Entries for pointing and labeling
----
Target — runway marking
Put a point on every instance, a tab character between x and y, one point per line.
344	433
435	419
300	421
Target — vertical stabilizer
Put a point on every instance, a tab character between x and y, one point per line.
----
Reproduce every one of the entries above verbatim, line for line.

Target — runway marking
Put a point on every instance, a tab character between x and y, one point per line.
344	433
435	419
300	421
Target — vertical stabilizer
Put a point on every instance, a tab character between x and y, one point per line.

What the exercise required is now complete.